** Begin **

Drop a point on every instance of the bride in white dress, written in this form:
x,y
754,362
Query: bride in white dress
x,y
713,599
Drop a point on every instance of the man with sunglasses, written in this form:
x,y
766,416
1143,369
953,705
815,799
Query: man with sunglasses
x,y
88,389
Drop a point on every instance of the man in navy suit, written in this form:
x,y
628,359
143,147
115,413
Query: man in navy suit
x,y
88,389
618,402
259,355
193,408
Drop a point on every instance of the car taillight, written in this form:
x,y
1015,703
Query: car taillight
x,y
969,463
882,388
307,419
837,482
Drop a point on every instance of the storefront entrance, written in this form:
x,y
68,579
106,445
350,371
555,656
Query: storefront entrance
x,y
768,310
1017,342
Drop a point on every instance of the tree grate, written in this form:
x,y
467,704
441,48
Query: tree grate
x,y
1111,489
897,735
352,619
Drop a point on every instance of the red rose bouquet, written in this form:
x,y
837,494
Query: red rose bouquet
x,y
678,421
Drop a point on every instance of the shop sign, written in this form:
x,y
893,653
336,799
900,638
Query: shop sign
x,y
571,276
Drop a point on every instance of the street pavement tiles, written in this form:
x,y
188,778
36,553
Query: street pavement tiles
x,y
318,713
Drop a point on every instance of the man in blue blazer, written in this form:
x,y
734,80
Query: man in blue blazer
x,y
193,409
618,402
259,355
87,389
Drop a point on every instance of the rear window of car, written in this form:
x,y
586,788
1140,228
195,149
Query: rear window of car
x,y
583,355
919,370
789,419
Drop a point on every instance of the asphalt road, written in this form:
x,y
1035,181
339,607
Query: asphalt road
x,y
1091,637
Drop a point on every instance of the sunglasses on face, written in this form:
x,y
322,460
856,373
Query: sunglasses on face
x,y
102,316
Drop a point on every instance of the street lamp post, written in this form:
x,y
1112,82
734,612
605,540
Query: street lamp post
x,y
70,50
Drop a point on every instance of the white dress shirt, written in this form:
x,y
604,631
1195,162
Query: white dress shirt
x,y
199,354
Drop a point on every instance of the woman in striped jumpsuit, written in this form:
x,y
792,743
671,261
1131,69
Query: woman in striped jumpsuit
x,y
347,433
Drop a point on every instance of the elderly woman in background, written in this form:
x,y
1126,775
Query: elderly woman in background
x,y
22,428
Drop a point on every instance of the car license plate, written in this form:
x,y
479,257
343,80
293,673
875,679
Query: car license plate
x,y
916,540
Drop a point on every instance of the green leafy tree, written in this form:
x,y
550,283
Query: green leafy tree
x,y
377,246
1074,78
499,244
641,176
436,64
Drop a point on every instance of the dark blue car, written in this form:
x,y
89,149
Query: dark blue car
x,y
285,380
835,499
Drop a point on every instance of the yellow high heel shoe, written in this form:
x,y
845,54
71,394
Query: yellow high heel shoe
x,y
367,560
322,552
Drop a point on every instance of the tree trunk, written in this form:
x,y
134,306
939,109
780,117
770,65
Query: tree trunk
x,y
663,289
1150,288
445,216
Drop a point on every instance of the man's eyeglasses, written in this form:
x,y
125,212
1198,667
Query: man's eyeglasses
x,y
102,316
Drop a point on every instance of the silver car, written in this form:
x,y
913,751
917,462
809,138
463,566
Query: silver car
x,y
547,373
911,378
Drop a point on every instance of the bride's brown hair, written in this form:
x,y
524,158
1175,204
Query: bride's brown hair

** End **

▶ [Work to do]
Copy the entire listing above line for line, changing nothing.

▶ [Task solution]
Drop a point on every instance of the bride in white dress, written in this form:
x,y
754,362
Query: bride in white dress
x,y
713,599
Drop a point on every instance of the man with sunglasses, written in this form:
x,y
766,416
1143,369
953,705
815,799
Query: man with sunglasses
x,y
88,389
Drop a point on every instance of the man in navy suit, written in this form:
x,y
628,359
143,147
115,413
Query: man in navy suit
x,y
88,389
618,402
259,355
193,408
Drop a point on every instance of the car taillight, written in this form:
x,y
1015,703
Query: car taillight
x,y
969,463
882,388
307,419
837,482
Drop a point on every instance of the storefront entrance, written in this form:
x,y
68,579
106,445
350,371
555,656
Query: storefront entrance
x,y
768,310
1017,342
Drop a point on every instance of the tree grate, written in this form:
x,y
467,704
441,48
Query: tree grate
x,y
1111,489
897,735
352,619
Drop a point on every instance of the red rose bouquet, written in this form:
x,y
837,494
Query: red rose bouquet
x,y
678,421
Drop a point on every instance of the shop sign, written in this form:
x,y
893,653
336,799
900,638
Query: shop sign
x,y
571,276
Drop a point on every instance of the street pavement tiles, written in this form:
x,y
188,778
36,553
Query: street pavement tiles
x,y
318,713
Drop a point on every instance of the man in blue blazer, written in this form:
x,y
734,80
Query: man in blue blazer
x,y
193,409
618,402
259,355
87,389
Drop a point on every instance of the rear window of car, written in this form:
x,y
586,788
1140,228
195,149
Query: rear window of car
x,y
583,355
919,370
789,419
Drop a point on every instance of the asphalt road, written in this form:
x,y
1035,181
339,607
Query: asphalt road
x,y
1091,637
Drop a point on every instance of the sunglasses on face, written in this form:
x,y
322,460
856,373
Query: sunglasses on face
x,y
102,316
Drop a point on every instance of the street lamp post, written in this form:
x,y
1112,82
734,612
605,540
Query: street lamp post
x,y
70,50
Drop a point on every instance of the white dress shirt, written in this form:
x,y
604,631
1195,162
Query: white dress shirt
x,y
199,354
Drop a point on every instance of the woman in striped jumpsuit, written in this form:
x,y
792,743
671,261
1131,69
Query: woman in striped jumpsuit
x,y
347,433
Drop a point on every instance of the elderly woman in background, written in this form:
x,y
1126,775
Query: elderly woman in background
x,y
22,428
Drop a point on every instance of the car license plate, written in this form:
x,y
479,257
343,80
293,673
875,679
Query: car license plate
x,y
916,540
Drop a point on every instance of the green leafy tree, written in this form:
x,y
550,283
Query: green leafy tree
x,y
377,246
1074,78
499,244
641,176
436,64
Drop a point on every instance of the dark blue car, written in this form:
x,y
89,149
Query: dark blue car
x,y
285,380
835,499
Drop a point on every instance of the yellow high heel shoe, written in this form:
x,y
845,54
71,394
Query: yellow high heel shoe
x,y
367,560
322,552
Drop a point on every instance of the tree trunk, written in this form:
x,y
134,306
939,109
780,117
770,65
Query: tree trunk
x,y
663,289
1150,288
445,216
Drop a point on every instance of the man's eyeglasses, written in this form:
x,y
125,212
1198,667
Query: man's eyeglasses
x,y
102,316
Drop a point on every instance of the silver car, written in this form:
x,y
913,751
917,462
809,138
463,566
Query: silver car
x,y
547,373
911,378
Drop a point on every instance of the bride's brown hair, written in this form:
x,y
524,158
1175,204
Query: bride's brown hair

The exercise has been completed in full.